Point annotations for photos
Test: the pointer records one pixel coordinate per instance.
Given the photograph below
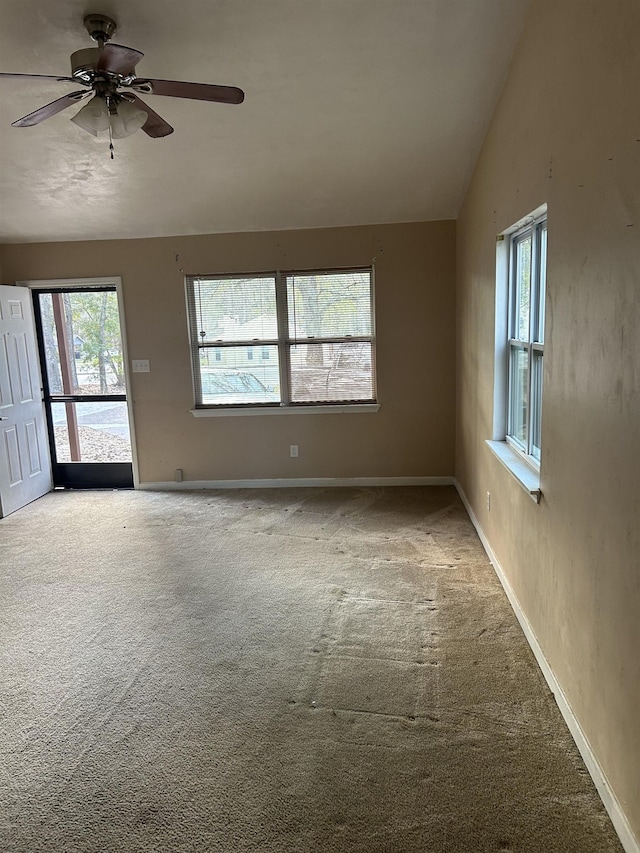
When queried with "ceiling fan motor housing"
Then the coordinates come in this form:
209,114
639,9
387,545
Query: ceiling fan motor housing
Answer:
100,27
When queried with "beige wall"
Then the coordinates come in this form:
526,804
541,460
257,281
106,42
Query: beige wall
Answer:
567,132
411,435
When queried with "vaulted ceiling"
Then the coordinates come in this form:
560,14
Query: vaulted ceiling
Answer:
356,112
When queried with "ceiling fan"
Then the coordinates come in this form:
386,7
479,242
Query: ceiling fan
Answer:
108,73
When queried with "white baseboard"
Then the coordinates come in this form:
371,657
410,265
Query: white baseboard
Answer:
294,482
620,823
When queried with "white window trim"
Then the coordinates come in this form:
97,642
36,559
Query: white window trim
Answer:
525,468
251,411
286,407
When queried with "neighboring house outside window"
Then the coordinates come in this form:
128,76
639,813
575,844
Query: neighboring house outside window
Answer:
285,339
525,337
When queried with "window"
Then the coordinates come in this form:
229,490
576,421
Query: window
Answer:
283,339
525,337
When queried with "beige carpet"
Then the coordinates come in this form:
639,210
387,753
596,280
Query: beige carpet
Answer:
276,672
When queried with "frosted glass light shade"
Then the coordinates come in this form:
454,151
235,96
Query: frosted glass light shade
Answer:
127,120
93,117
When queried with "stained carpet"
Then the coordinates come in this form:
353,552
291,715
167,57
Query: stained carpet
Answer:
283,671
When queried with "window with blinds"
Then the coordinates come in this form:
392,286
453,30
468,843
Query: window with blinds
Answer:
282,339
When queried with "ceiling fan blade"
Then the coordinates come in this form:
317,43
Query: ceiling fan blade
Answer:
196,91
41,77
51,109
155,125
117,59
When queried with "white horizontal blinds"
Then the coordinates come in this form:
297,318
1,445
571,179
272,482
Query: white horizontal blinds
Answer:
330,336
234,335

Task to complete:
Reproduce every line of the records above word for word, leaving out the pictures.

Written answer:
Test: the pointer records one pixel coordinate per instance.
Given the photograph below
When queried with "ceiling fan motor housing"
Then the coordinates come in this form:
209,114
639,9
387,545
Query: ceiling fan motor housing
Answer:
100,27
When queried with "beige wall"
Then the coordinates come in this form:
526,804
541,460
257,281
106,42
Query: beige wall
Answer:
567,132
411,435
When queried with "vaulted ceiling"
Then the coordinates come in this form:
560,14
Query: vaulted ceiling
Answer:
356,112
When queried with "ceiling fan"
Then the coordinates come in this form:
386,7
479,242
Query: ceiling fan
Answer:
108,73
When queried with "white baseboard"
Then the coordinates come in this form:
371,657
410,265
Query: white baseboard
Answer:
294,482
620,823
When queried with "white window trim"
Then the coordinates come in this form:
97,642
36,559
Query: white window trim
Answer:
525,468
251,411
286,407
When queried with "neighboring house outside window"
Then the coordinates come in this form:
128,76
639,813
575,844
Query: neighboring house outside window
Answer:
285,339
525,337
When queried with "window"
Then the coordinates come in this form:
229,490
576,421
Query: window
Answer:
283,339
525,337
When queried with "beige carpet"
Then the coordinates come in this form:
639,210
387,753
596,280
Query: beige carpet
Answer:
276,672
When queried with "frosted glass light shade"
Then the coordinates come in this form:
454,151
235,96
Query: frosted glass light shade
Answer:
127,120
93,117
When queried with "stained carpet"
Then the coordinates come in this form:
353,552
291,715
167,57
Query: stained carpet
Answer:
283,671
When queried with "window with blinds"
Then the coordinates come in this form:
392,286
453,30
468,843
Query: window with blinds
Answer:
282,339
When queried with "ceiling fan blade"
Then the coordinates come in this form:
317,43
Query: ceiling fan blade
Answer:
196,91
41,77
51,109
155,125
117,59
When queried with "white horizontal blinds"
Then the coordinates come in this form:
297,318
1,445
571,179
272,482
Query: white horizontal blinds
Answer:
330,336
234,335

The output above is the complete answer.